**Aim of the task**.
Go through the entries below and retype them exactly, omitting each picture.

**Point annotation dataset records**.
##############################

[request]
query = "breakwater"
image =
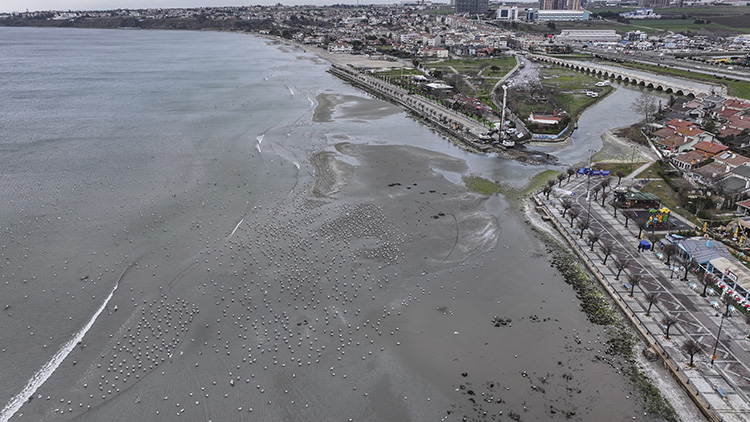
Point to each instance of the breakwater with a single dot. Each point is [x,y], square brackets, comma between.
[465,131]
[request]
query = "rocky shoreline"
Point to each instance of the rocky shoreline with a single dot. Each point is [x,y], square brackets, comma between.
[621,342]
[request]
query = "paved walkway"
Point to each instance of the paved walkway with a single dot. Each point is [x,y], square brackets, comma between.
[723,387]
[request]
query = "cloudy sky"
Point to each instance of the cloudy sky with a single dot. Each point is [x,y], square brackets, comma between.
[33,5]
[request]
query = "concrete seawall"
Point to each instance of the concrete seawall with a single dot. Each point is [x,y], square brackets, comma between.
[646,335]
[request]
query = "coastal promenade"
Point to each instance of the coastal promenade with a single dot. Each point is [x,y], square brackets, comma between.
[464,129]
[721,388]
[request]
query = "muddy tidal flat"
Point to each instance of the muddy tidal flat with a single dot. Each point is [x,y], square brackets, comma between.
[261,247]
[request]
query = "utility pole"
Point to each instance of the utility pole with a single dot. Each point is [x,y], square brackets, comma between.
[716,345]
[505,97]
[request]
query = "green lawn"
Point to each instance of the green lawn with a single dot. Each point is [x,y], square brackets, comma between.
[682,25]
[569,90]
[399,72]
[615,167]
[669,198]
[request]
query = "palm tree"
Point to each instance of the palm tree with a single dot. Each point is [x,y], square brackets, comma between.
[604,197]
[573,214]
[620,264]
[652,299]
[607,250]
[566,205]
[593,238]
[669,249]
[726,299]
[705,281]
[668,321]
[633,280]
[582,226]
[691,347]
[654,239]
[614,209]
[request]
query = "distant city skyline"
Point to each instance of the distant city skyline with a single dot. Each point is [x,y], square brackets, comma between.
[8,6]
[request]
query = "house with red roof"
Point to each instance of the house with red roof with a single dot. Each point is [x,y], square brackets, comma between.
[678,124]
[689,160]
[710,148]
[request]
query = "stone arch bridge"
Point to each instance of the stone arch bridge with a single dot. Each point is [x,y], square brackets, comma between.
[622,75]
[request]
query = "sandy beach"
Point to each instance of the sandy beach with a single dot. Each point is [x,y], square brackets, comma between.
[282,250]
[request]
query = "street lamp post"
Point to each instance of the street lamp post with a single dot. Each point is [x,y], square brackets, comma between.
[505,96]
[716,344]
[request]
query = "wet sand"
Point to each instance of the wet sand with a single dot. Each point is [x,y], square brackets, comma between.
[362,281]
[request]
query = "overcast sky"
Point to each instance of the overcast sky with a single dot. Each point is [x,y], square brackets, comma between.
[34,5]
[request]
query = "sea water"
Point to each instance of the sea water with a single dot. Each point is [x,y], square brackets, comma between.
[182,238]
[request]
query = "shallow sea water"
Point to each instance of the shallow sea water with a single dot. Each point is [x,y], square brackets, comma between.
[269,265]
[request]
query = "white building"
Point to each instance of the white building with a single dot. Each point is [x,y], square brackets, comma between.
[507,13]
[586,35]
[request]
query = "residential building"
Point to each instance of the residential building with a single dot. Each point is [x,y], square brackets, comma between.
[559,15]
[472,7]
[507,13]
[709,148]
[731,159]
[689,160]
[586,35]
[701,250]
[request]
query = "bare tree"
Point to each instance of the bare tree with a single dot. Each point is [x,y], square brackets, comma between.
[571,171]
[633,280]
[691,347]
[582,226]
[573,214]
[595,190]
[620,264]
[620,174]
[641,224]
[593,238]
[605,194]
[546,190]
[669,250]
[668,321]
[652,299]
[566,205]
[607,250]
[690,265]
[646,104]
[605,183]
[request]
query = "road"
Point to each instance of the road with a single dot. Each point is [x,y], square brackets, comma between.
[651,58]
[697,319]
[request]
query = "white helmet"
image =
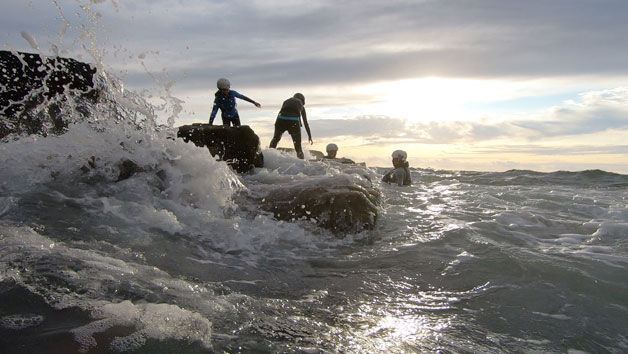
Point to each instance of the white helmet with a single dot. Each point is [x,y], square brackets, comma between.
[400,154]
[223,83]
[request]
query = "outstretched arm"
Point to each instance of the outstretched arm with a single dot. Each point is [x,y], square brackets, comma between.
[242,97]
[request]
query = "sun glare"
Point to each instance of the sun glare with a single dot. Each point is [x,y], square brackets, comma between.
[438,99]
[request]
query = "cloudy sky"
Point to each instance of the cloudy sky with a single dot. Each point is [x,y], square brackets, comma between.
[458,84]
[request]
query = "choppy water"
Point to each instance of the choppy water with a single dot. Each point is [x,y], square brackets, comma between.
[179,258]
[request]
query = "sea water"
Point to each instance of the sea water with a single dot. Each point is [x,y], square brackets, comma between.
[180,258]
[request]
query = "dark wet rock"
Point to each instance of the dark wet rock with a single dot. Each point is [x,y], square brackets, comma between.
[238,146]
[315,153]
[341,208]
[34,89]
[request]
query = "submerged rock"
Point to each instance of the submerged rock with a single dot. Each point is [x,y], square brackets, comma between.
[341,208]
[238,146]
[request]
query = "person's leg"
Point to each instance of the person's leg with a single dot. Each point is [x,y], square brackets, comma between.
[279,129]
[295,133]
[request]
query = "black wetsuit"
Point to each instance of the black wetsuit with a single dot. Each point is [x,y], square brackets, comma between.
[289,118]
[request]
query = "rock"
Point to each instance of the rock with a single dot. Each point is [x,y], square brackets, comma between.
[33,90]
[341,208]
[315,153]
[238,146]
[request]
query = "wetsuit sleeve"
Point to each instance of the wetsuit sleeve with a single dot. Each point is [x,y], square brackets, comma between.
[307,126]
[242,97]
[214,111]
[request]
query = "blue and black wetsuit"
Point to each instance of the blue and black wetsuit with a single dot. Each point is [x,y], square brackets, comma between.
[227,105]
[289,118]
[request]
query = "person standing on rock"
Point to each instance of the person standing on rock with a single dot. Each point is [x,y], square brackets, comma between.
[400,174]
[289,118]
[225,100]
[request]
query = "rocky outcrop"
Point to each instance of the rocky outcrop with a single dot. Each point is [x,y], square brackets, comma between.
[34,88]
[342,208]
[238,146]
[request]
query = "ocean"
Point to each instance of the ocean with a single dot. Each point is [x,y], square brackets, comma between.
[179,258]
[117,237]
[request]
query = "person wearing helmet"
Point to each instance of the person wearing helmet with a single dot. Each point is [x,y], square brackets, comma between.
[332,151]
[400,174]
[289,118]
[225,101]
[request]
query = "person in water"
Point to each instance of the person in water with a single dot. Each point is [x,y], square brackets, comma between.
[289,118]
[400,174]
[332,151]
[225,101]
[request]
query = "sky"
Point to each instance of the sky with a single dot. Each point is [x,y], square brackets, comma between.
[485,85]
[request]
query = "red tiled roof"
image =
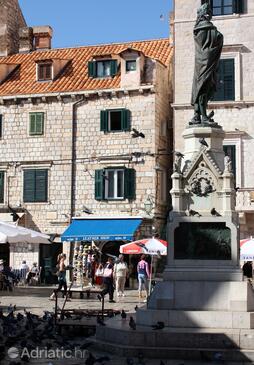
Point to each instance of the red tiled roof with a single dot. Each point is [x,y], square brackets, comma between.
[75,76]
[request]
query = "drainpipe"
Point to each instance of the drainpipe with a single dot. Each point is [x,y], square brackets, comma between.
[73,153]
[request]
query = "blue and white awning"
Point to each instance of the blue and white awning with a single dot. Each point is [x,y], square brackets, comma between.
[101,229]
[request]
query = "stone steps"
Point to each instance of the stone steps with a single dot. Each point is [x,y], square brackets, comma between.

##############################

**Reply**.
[request]
query = "breakwater"
image =
Point to each instance of the breakwater with a single dot. Each point is [x,y], square brackets, comma between.
[465,131]
[request]
query = "rocky shoreline"
Point to each instance of the rocky shoreline with a single dot. Each point is [x,y], square brackets, comma between.
[621,342]
[request]
query = "paved walkway"
Point to each instance of the paved walkway with a single dot. Each point is [x,y], square brackets, comma between.
[723,387]
[request]
query = "cloudy sky"
Point to each instance of the cloudy sky with a single dot. Each point is [x,y], square brackets, comma between.
[33,5]
[request]
query = "concrete seawall"
Point to each instance of the concrete seawall with a single dot. Each point is [x,y], square brackets, comma between.
[646,335]
[request]
query = "coastal promenade"
Point to each instance of the coastal promenade with a single dot. Each point is [x,y], square brackets, comma between.
[464,129]
[721,388]
[request]
query = "muddy tidal flat"
Point to each instance of the muddy tidal flat with a single dot. Each point is [x,y], square brackets, comma between.
[261,247]
[request]
query = "utility pole"
Point to each instance of the utility pole with a single dot. Each point is [x,y], square brackets, comma between.
[716,345]
[505,97]
[request]
query = "green lawn"
Point to each instance of the green lawn with a single dot. Each point is [x,y], square brackets, comma between.
[682,25]
[569,90]
[399,72]
[615,167]
[669,198]
[request]
query = "palm tree"
Point to each instance of the palm tree with a single dot. Each point is [x,y], square brackets, comma between.
[604,197]
[573,214]
[620,264]
[652,299]
[607,250]
[566,205]
[593,238]
[669,249]
[726,299]
[705,281]
[668,321]
[633,280]
[582,226]
[691,347]
[654,239]
[614,209]
[request]
query = "distant city skyline"
Point to each instance of the distant city skyline with a single dot. Each point is [x,y], square brackets, comma between.
[8,6]
[request]
query = "house with red roof"
Point to each instance of the house with red roof with a single dot. Each point is [x,y], square brackets, comma between.
[678,124]
[689,160]
[710,148]
[request]
query = "stone arch bridge"
Point to each instance of the stone arch bridge with a single dot. Each point is [x,y], square brackets, comma between.
[622,75]
[request]
query = "sandy beach"
Point to each instance of the sandy beach with a single dot. Each point is [x,y], square brackets, comma between.
[282,250]
[request]
query = "street lamp post"
Point to each instance of the street lamp post with a single dot. Each point is [x,y], square brackets, comma between.
[505,96]
[716,344]
[request]
query = "wet sand"
Point to each instance of the wet sand with a single dot. Each point is [x,y], square brackets, comma between.
[362,281]
[request]
query = "overcast sky"
Point to each instance of the overcast sky with a single dot. Each point is [x,y], square brackets, comma between.
[34,5]
[request]
query = "sea water"
Point to each instance of the sea water with a single dot. Each point is [x,y], square brackets, comma between.
[182,238]
[request]
query = "shallow sea water"
Point to each instance of the shallow sea water with a single dot. Each point is [x,y], square brackets, comma between.
[269,265]
[request]
query = "white building"
Point to each instance of the white building with a single dot. Each point is [x,y], square brackets, comma between.
[507,13]
[586,35]
[request]
query = "residential building"
Point to each instance of the residential building with a single dot. Each point is [x,y], square brackets, comma between.
[559,15]
[472,7]
[507,13]
[709,148]
[731,159]
[689,160]
[586,35]
[701,250]
[request]
query = "bare tree"
Point to each instance of the bare tree with a single dot. Each point is [x,y], square brackets, comma between.
[571,171]
[633,280]
[691,347]
[582,226]
[573,214]
[595,190]
[620,264]
[620,174]
[641,224]
[593,238]
[605,194]
[546,190]
[669,250]
[668,321]
[652,299]
[566,205]
[607,250]
[690,265]
[646,104]
[605,183]
[request]
query = "road"
Point to each instance of the road with a single dot. Each point is [x,y], square brackets, comma between.
[651,58]
[697,319]
[request]
query = "white helmet"
image =
Point to each instance of the white helmet with a single dot. Each point is [x,y], square brackets, comma between.
[400,154]
[223,83]
[request]
query = "outstretched arm"
Point to each instance of the outstretched arm with a single dot. Each point is [x,y], square brackets, comma between.
[242,97]
[request]
query = "sun glare"
Point to each instance of the sun glare with a single dot. Each point is [x,y], square brackets, comma between.
[438,99]
[request]
query = "cloudy sky"
Point to each instance of the cloudy sky with a single dot. Each point is [x,y], square brackets, comma between.
[458,84]
[request]
query = "choppy water"
Point to each instance of the choppy water with a single dot. Each point is [x,y], square brackets, comma between.
[179,258]
[request]
query = "sea water"
Point to each instance of the sea water with a single dot. Each point is [x,y], square brackets, comma between.
[180,258]
[request]
query = "dark wet rock"
Point to each instance of the dark wet rock with a single dot. Each point is [x,y], square brackets, comma between.
[238,146]
[315,153]
[341,208]
[34,89]
[request]
query = "submerged rock"
Point to each instance of the submerged rock with a single dot. Each point is [x,y], square brackets, comma between.
[341,208]
[238,146]
[request]
query = "person's leg"
Point to each instance of the person's leg with a single dot. Each point is [x,y], square brackets, comma between.
[279,129]
[295,133]
[request]
query = "black wetsuit"
Point to each instance of the black wetsuit with a single dot. Each point is [x,y], square brackets, comma between.
[289,118]
[request]
query = "rock"
Point to each instance of the rock with a single dot. Each point is [x,y], square brackets, comma between.
[33,90]
[341,208]
[315,153]
[238,146]
[request]
query = "wetsuit sleeve"
Point to each instance of the wetsuit sleeve with a single dot. Each point is [x,y], square brackets, comma between.
[307,126]
[242,97]
[214,111]
[request]
query = "blue and black wetsuit"
Point to each instance of the blue and black wetsuit with a single dot. Each point is [x,y], square brackets, comma between.
[227,105]
[289,118]
[request]
query = "person standing on rock"
Point to each instance of the person standing on rock with a single dot. Each point is [x,y], square brackets, comma between.
[400,174]
[289,118]
[225,100]
[request]
query = "rocky outcrop"
Point to each instance of the rocky outcrop with a single dot. Each point is [x,y], square brackets, comma between.
[34,88]
[342,208]
[238,146]
[request]
query = "ocean"
Point to each instance of the ocean with a single dot. Each point is [x,y], square brackets, comma between.
[179,258]
[117,237]
[request]
query = "person wearing helmet"
Point to each instance of the person wearing helmet with a single dot. Each point is [x,y], square brackets, comma between.
[332,151]
[400,174]
[289,118]
[225,101]
[request]
query = "person in water"
Point to each instance of the person in water with a single dot. Each point is [x,y], square brackets, comma between.
[289,118]
[400,174]
[332,151]
[225,101]
[request]
query = "sky"
Point to each instance of the sky with a single dot. Each point is [x,y], square brackets, comma between.
[485,85]
[request]
query = "red tiled roof"
image =
Point to each instance of the red tiled roof with a single dot. Each point is [x,y], square brackets, comma between.
[75,76]
[request]
query = "drainpipe"
Point to each instance of the drainpipe with a single dot. Each point is [x,y], square brackets, comma between.
[73,153]
[request]
query = "blue and white awning"
Point to each instance of the blue and white awning with a single dot. Each point is [x,y], square brackets, comma between.
[101,229]
[request]
query = "stone steps"
Point to each instance of the stone steps with a single dot. Each point is [x,y], square brackets, comma between.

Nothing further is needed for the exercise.